How many lines in these entries contain the string "identify"? Reply with the number alone.

··· Given information ···

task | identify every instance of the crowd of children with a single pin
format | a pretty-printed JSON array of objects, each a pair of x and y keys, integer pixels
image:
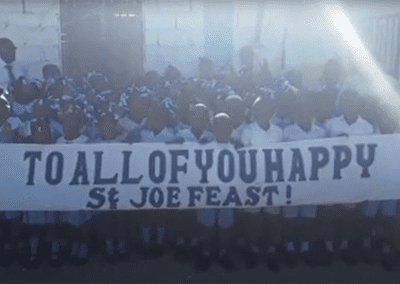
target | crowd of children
[{"x": 244, "y": 109}]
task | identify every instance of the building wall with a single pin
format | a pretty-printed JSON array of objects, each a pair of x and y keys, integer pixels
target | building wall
[{"x": 35, "y": 33}]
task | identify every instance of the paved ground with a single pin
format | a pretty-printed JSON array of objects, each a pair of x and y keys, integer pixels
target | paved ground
[{"x": 167, "y": 271}]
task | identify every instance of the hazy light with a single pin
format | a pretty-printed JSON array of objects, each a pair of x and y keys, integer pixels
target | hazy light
[{"x": 366, "y": 63}]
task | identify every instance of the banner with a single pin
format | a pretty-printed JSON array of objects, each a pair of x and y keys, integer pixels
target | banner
[{"x": 191, "y": 176}]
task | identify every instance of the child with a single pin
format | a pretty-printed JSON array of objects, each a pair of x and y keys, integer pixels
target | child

···

[Task response]
6